Excerpts from a dataset:
_ _ _ _

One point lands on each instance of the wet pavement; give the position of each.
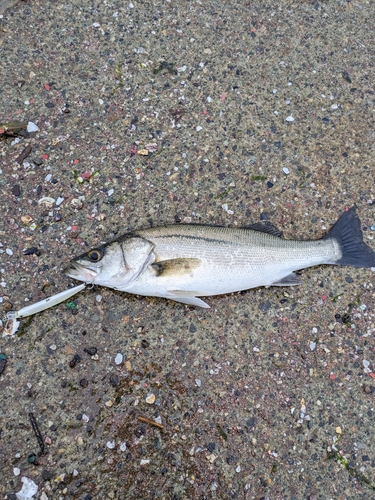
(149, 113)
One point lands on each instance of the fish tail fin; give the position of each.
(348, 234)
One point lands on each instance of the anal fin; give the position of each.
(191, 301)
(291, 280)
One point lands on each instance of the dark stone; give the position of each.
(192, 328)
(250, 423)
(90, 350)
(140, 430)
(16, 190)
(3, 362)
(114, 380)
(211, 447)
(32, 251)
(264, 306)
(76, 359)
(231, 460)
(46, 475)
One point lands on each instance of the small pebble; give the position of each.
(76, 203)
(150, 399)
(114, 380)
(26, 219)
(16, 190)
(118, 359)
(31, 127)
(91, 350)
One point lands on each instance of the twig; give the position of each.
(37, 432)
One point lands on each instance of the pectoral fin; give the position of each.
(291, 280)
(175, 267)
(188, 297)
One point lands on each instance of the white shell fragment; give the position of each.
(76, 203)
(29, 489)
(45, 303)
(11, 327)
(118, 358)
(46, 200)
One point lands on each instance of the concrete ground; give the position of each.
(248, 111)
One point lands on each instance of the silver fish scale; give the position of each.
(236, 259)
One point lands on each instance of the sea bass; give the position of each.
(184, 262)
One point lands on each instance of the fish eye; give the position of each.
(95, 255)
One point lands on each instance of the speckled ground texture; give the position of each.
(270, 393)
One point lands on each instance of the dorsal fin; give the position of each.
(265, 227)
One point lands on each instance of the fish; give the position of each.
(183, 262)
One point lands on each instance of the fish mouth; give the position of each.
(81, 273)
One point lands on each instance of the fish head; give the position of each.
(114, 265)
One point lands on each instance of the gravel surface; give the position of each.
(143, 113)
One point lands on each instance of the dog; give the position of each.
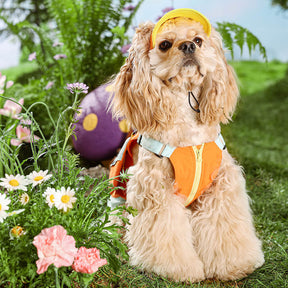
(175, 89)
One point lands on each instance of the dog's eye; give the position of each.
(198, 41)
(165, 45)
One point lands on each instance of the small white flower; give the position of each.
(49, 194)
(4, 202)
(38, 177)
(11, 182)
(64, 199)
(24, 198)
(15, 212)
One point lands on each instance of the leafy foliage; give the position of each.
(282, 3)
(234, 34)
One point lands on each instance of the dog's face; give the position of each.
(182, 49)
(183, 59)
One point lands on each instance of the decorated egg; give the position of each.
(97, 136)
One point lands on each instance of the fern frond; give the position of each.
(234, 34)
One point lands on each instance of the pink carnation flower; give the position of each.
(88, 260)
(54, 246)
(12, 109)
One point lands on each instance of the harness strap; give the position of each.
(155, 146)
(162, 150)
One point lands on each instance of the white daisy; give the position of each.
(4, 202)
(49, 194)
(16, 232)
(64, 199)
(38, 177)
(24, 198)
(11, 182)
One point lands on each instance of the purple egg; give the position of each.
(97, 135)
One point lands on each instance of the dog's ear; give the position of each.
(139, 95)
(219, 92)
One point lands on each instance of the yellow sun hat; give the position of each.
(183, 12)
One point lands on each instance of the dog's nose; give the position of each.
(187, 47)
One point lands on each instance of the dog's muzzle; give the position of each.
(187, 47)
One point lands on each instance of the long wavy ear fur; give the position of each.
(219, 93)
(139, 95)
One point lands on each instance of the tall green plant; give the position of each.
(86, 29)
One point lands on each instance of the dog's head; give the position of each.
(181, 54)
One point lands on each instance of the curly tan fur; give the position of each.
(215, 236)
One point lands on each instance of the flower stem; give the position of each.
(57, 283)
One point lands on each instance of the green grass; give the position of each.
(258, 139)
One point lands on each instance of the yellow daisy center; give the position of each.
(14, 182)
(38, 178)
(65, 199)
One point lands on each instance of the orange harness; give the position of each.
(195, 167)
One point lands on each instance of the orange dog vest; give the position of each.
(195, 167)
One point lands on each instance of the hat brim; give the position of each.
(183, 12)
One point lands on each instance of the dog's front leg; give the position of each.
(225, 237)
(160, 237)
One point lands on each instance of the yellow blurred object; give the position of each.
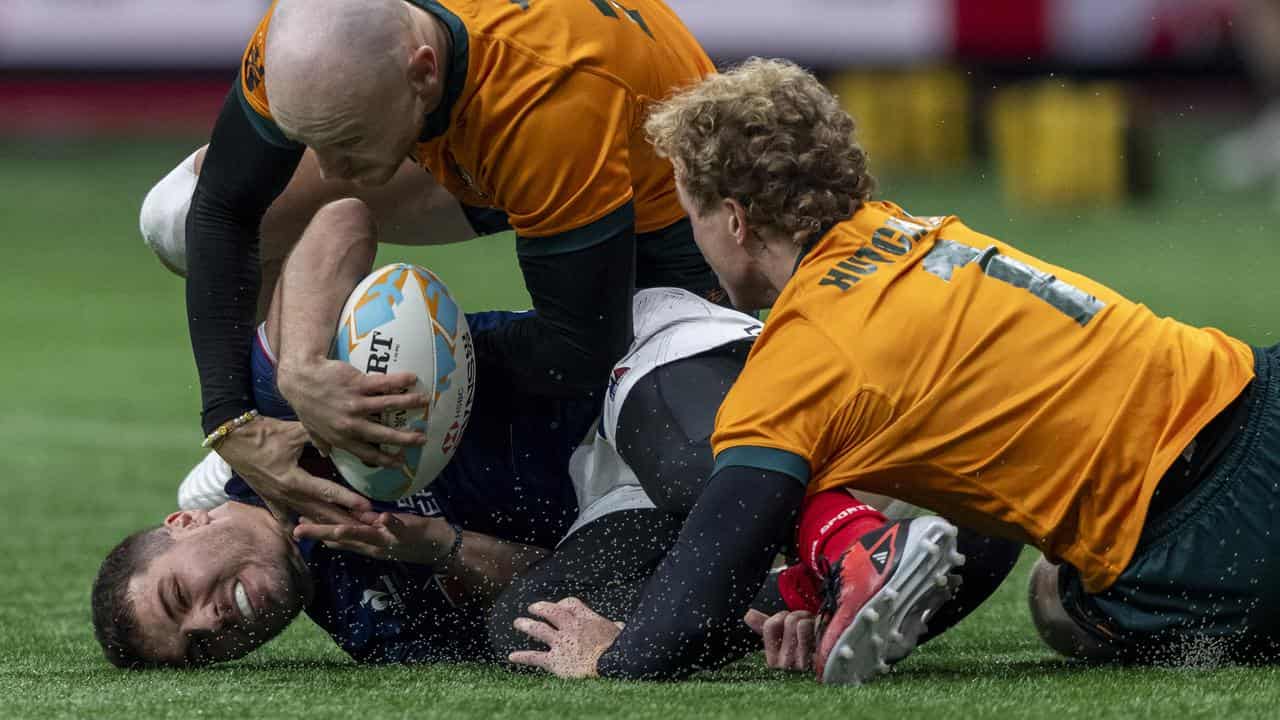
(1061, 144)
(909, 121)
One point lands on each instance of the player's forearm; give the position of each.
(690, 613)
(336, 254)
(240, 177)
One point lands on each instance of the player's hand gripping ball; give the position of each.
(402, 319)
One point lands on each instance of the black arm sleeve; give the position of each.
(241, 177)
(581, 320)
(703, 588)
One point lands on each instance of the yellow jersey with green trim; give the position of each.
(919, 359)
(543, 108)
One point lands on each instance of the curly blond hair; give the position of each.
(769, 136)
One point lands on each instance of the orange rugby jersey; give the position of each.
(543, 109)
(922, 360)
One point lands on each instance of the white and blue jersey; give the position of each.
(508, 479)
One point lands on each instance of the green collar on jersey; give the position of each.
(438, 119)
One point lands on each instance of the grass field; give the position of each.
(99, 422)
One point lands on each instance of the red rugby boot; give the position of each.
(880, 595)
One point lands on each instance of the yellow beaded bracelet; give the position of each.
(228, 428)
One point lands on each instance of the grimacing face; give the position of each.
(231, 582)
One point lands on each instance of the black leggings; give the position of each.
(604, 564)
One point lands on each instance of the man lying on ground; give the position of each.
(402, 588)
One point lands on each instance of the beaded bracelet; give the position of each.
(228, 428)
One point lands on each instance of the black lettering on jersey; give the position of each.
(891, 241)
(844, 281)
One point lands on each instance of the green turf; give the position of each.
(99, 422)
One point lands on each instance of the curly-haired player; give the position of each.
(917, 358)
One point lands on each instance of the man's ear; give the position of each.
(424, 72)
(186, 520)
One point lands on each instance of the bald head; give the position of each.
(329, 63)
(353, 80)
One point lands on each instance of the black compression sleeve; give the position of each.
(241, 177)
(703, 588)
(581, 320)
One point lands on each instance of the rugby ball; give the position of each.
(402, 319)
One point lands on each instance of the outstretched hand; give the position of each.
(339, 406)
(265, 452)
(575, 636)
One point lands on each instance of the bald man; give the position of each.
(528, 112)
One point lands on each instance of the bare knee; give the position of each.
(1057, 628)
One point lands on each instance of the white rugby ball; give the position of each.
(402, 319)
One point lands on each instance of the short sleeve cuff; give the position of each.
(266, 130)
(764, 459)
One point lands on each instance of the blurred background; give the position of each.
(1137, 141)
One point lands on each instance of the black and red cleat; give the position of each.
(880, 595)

_ _ _ _

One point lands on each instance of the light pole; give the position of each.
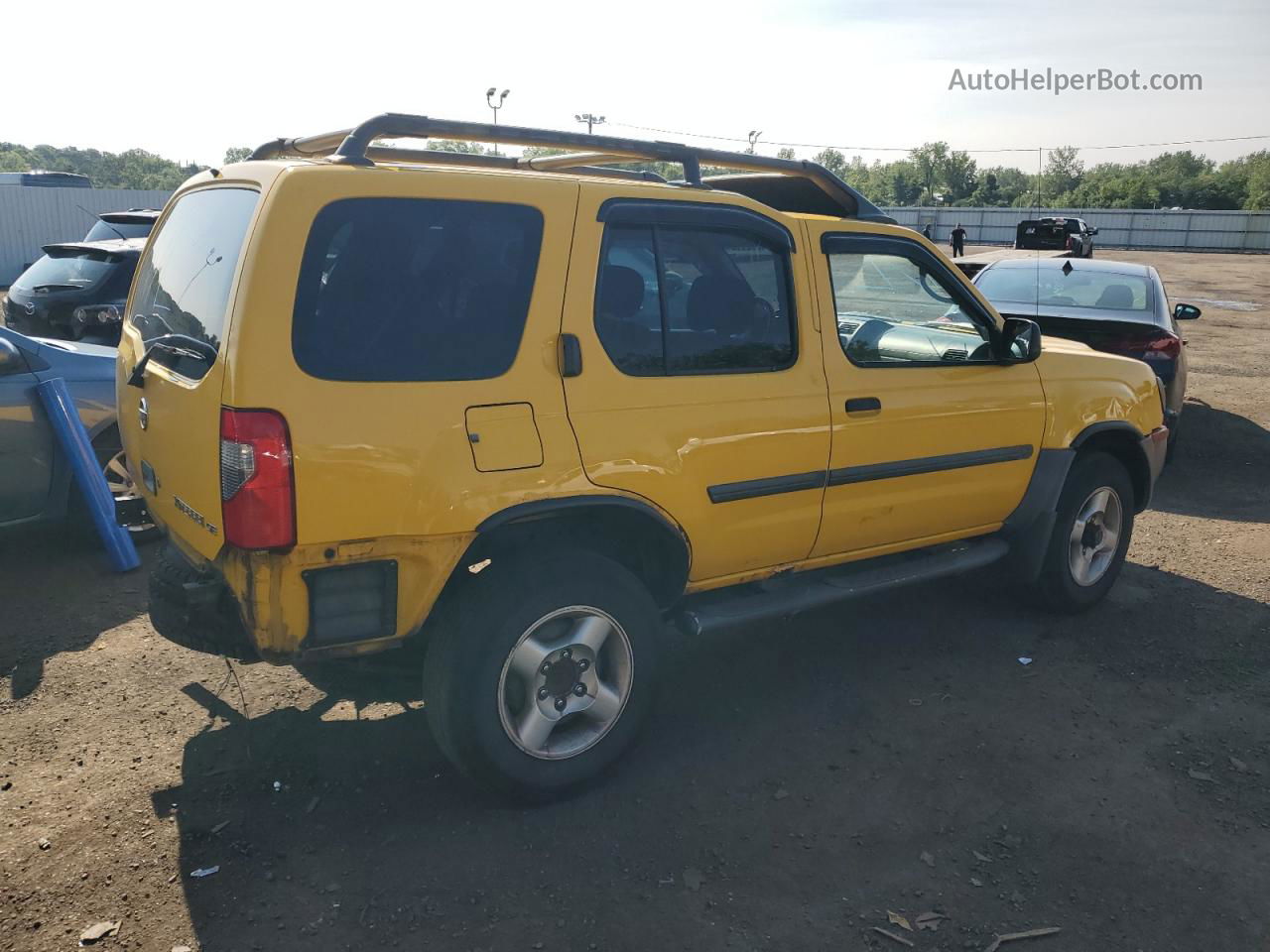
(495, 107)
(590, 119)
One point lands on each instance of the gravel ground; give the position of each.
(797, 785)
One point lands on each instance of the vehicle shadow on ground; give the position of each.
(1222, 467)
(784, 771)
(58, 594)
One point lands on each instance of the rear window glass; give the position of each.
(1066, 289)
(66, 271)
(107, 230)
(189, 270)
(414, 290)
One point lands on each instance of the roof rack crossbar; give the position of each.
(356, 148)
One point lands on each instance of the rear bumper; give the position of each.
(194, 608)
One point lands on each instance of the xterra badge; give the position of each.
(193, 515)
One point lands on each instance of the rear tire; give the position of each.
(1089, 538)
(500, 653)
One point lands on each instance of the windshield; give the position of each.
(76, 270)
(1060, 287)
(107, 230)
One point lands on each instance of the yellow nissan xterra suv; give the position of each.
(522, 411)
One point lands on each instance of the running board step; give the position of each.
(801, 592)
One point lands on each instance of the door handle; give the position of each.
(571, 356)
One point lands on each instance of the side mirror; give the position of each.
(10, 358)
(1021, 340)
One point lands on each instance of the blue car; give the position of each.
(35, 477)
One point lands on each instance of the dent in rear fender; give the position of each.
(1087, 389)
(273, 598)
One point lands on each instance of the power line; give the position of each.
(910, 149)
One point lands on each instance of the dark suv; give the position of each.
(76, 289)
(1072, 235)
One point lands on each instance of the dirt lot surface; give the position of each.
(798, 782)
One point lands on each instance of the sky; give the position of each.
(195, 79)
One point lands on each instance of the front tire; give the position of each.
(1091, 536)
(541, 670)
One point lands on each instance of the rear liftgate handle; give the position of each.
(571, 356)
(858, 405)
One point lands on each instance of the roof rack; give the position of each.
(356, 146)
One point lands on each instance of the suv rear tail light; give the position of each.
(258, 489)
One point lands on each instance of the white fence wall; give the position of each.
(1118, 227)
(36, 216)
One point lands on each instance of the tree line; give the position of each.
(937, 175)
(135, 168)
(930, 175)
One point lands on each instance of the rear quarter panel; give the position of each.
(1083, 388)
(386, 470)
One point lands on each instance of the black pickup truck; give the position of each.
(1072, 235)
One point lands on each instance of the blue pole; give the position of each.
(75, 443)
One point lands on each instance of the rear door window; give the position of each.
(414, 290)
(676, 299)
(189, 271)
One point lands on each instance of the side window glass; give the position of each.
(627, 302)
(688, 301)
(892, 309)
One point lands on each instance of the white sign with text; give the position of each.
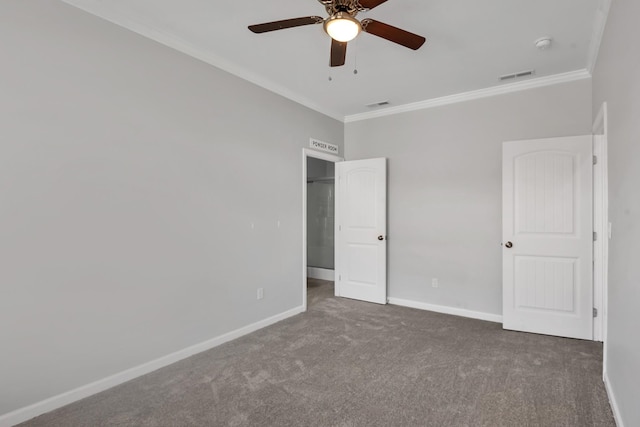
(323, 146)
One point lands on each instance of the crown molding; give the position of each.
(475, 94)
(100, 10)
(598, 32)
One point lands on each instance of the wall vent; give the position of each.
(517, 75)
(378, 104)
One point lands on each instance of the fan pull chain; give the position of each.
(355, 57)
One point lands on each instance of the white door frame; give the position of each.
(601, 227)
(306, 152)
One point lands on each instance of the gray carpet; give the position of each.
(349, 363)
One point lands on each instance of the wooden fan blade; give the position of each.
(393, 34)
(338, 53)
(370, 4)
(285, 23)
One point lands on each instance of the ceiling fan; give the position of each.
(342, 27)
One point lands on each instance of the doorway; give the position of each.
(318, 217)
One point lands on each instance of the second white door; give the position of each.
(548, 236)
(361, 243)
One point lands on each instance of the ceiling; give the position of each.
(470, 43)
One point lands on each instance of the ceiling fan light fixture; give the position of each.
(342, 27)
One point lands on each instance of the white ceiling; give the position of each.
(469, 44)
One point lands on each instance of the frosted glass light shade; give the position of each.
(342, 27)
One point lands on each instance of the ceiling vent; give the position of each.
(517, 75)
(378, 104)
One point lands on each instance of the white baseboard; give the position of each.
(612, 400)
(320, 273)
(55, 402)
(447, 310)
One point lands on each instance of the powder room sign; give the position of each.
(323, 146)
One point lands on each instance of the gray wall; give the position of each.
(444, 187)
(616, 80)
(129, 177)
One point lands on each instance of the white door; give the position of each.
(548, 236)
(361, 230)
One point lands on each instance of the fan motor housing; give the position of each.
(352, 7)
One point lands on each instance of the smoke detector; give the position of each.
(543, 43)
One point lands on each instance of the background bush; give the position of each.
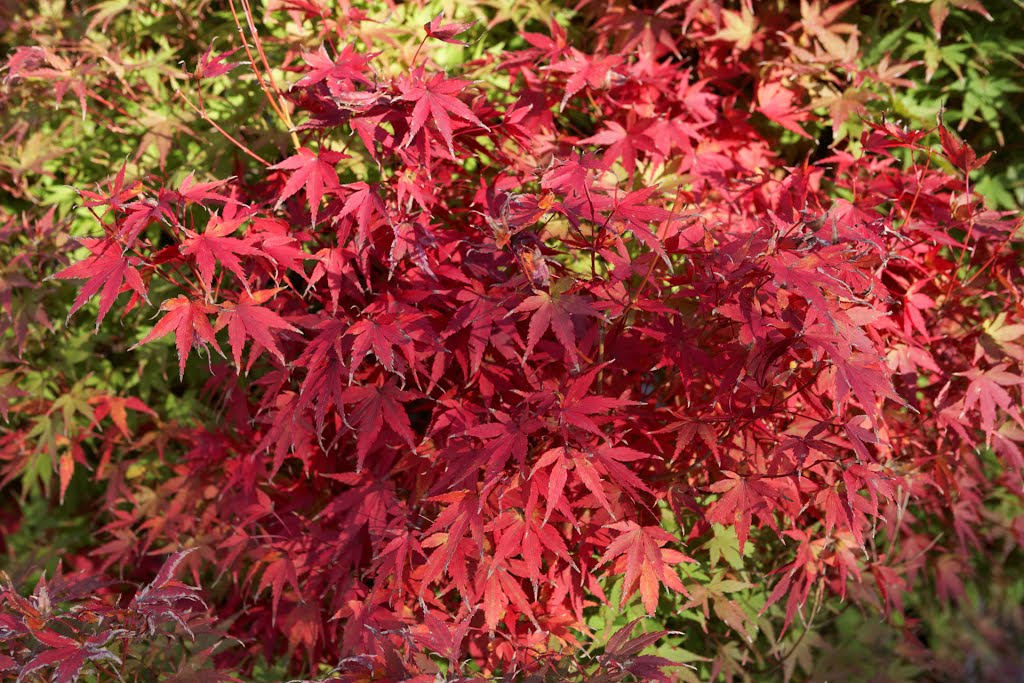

_ _ _ _

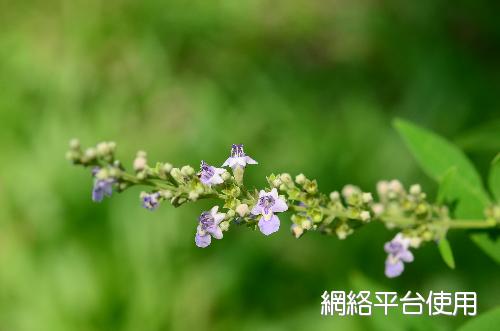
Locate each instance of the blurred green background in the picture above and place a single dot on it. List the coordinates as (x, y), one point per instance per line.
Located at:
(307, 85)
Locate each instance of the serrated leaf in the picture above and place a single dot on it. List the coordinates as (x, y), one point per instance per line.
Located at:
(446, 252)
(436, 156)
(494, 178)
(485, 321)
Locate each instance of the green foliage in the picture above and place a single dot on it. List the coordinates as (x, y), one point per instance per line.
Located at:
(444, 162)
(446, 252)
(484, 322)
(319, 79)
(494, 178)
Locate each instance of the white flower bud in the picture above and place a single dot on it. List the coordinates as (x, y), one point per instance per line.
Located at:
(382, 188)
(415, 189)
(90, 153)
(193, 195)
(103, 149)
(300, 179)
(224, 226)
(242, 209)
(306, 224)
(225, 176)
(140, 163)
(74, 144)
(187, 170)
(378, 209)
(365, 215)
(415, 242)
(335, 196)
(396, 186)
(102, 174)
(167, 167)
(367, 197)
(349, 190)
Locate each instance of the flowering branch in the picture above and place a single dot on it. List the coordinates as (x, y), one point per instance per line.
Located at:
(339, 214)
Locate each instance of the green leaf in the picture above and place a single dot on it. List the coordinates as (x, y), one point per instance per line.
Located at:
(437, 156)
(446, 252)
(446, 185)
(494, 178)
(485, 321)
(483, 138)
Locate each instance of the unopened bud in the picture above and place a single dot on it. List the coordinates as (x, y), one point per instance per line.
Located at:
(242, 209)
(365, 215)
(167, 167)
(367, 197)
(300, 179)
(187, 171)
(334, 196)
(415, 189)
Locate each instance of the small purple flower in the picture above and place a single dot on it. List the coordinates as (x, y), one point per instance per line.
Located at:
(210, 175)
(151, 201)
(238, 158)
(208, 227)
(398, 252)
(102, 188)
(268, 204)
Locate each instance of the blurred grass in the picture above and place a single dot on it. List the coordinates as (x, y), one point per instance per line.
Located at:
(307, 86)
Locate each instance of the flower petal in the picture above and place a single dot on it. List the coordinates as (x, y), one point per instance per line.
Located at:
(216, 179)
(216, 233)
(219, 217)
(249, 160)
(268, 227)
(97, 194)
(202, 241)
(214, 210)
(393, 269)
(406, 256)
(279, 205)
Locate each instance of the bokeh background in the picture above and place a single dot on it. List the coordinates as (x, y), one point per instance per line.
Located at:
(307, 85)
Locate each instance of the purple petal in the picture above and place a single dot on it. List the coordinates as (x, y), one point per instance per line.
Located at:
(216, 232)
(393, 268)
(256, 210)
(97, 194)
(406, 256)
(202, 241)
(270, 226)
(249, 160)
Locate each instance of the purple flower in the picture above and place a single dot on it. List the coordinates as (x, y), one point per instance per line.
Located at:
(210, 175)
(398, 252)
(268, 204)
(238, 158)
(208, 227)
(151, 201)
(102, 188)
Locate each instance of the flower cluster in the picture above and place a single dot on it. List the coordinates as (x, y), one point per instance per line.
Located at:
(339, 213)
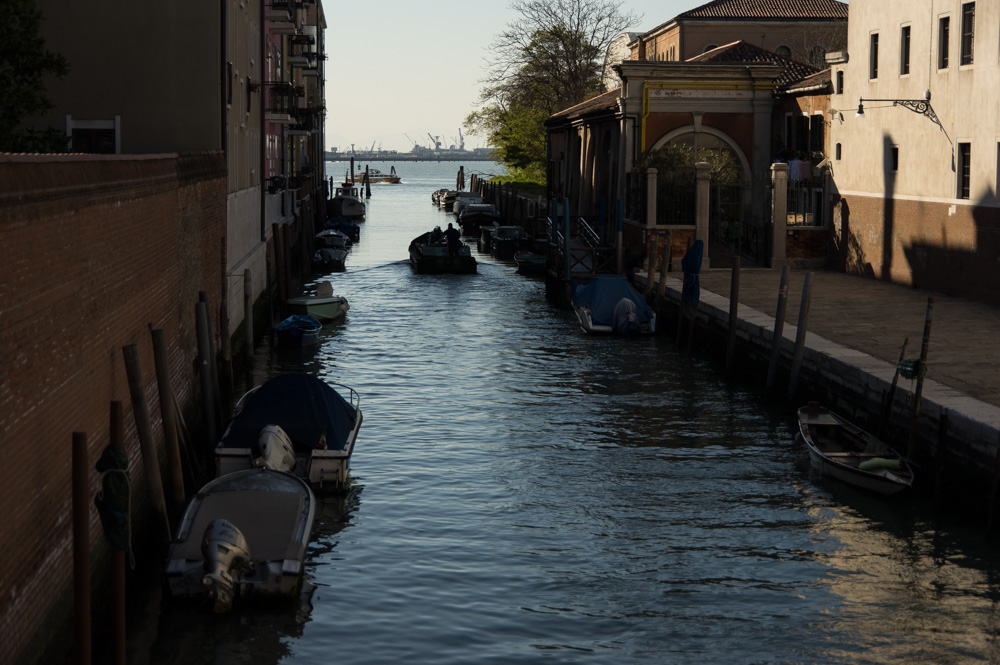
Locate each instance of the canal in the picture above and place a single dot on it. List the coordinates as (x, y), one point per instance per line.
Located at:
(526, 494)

_ _ _ _

Task statement => From the entries, copy out each line containing the word "petal".

Exercise output =>
Locate each instance of the flower petal in the picture above and place a single dot on it. List the coordinates as (x, y), one point per instance per line.
Locate each instance of the purple petal in the picture above and place a single dot on it. List the coordinates as (x, y), one point per instance per line.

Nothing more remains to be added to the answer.